:: Entries supplied

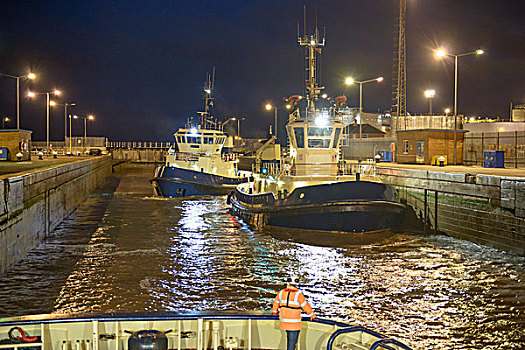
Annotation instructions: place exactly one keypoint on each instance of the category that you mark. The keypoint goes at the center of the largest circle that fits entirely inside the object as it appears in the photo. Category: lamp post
(30, 76)
(430, 95)
(65, 105)
(48, 103)
(90, 117)
(443, 53)
(74, 117)
(350, 81)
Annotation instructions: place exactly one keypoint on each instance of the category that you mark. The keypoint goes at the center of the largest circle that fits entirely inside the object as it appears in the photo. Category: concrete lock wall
(484, 209)
(35, 204)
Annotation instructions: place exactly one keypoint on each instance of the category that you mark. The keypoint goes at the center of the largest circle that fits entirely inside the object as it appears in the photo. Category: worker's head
(292, 280)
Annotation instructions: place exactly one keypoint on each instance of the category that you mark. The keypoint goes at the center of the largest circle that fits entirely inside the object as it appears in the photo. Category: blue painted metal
(493, 159)
(4, 153)
(178, 182)
(384, 341)
(350, 206)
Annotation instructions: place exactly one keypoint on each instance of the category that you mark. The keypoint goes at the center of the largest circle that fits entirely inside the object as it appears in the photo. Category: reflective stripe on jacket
(289, 302)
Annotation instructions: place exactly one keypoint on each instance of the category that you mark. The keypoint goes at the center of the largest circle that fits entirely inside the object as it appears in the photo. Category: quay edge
(481, 208)
(35, 203)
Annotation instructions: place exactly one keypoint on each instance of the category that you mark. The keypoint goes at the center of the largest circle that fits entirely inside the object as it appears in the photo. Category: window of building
(405, 146)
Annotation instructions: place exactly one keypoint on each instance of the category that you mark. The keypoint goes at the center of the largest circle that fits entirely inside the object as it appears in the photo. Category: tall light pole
(350, 81)
(430, 95)
(28, 76)
(269, 108)
(65, 105)
(90, 117)
(75, 117)
(48, 103)
(443, 53)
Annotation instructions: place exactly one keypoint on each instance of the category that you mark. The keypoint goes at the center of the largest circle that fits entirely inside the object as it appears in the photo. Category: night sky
(139, 66)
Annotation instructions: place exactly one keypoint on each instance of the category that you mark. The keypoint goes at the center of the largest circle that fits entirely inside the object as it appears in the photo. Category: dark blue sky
(139, 66)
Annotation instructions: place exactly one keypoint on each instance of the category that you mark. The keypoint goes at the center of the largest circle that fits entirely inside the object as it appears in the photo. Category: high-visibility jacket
(288, 303)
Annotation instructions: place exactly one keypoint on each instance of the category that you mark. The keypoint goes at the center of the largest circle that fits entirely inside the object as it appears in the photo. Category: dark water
(125, 250)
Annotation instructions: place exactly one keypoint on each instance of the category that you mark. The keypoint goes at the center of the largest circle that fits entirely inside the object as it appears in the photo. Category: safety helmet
(292, 280)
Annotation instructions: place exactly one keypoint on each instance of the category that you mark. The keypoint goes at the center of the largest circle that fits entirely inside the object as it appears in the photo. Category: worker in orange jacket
(288, 303)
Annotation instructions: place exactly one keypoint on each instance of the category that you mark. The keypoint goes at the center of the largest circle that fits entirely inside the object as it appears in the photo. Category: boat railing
(186, 331)
(367, 168)
(188, 157)
(381, 343)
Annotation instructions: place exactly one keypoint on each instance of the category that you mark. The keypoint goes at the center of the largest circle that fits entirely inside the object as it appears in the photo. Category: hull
(182, 331)
(177, 182)
(347, 207)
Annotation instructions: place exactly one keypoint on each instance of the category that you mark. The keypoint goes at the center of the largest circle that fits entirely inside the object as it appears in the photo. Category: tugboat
(311, 190)
(181, 331)
(203, 165)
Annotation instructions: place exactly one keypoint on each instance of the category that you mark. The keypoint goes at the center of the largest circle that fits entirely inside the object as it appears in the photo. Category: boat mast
(206, 120)
(313, 46)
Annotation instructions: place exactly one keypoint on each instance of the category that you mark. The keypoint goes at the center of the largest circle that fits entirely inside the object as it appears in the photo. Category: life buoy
(22, 337)
(229, 198)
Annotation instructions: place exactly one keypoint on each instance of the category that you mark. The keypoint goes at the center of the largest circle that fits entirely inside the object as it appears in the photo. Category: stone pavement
(8, 169)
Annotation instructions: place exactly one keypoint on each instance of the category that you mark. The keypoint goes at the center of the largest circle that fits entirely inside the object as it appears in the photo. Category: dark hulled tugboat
(309, 191)
(200, 166)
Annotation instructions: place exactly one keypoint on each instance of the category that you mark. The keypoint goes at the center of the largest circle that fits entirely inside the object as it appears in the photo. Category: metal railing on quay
(139, 145)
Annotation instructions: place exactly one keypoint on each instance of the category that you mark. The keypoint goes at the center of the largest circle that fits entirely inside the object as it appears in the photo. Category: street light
(350, 81)
(29, 76)
(443, 53)
(430, 95)
(89, 117)
(48, 103)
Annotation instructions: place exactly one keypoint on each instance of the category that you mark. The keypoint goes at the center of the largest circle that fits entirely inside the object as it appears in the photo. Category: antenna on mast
(313, 46)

::::

__Work request__:
Print the line containing "Category: life buoy" and every line after it to the end of the records above, exactly as written, and nothing else.

__Solution to the exercise__:
Annotation instructions: place exactly one keypoint on each instance of the category that you mark. The keypoint goes at the center of the largest circle that fits entirely inside the object as it appears in the photo. Category: life buoy
(22, 337)
(229, 198)
Annotation instructions: place exactly one keypoint on each instance of the category that you mark. The keypoint goes at the center of the largest circle that fits entirely inside the object as it appears in the photo. Category: stone pavement
(8, 169)
Annotation instructions: place exactly one keypoint on each instance of the category that you mark. The keypoint goes at the center of the largest circle that fits entirely inside the object as it appears in the photo. Category: dark hulled tugboat
(309, 191)
(200, 166)
Annotation instructions: place exactly one keypoint on each instance of the category that you mark. The keypoint goes at the center of the largest circle that fits entirely inside the object as it appears in the photo. Category: metal railing on quay
(139, 145)
Annotation instructions: place exactly one keypoint on each instance of the category that you mark. The keypoint goes at the center of the largest circle that fits entirely inside the object as it appears in the photo. Category: street light
(350, 81)
(29, 76)
(443, 53)
(430, 95)
(89, 117)
(48, 103)
Annotation instructions: place exactly one keypoint on each instance of the category that you mark. The keypoint goes at the center of the largest circle that fits entirely inside the object as it appears in the photo. Category: antenna on mast
(313, 46)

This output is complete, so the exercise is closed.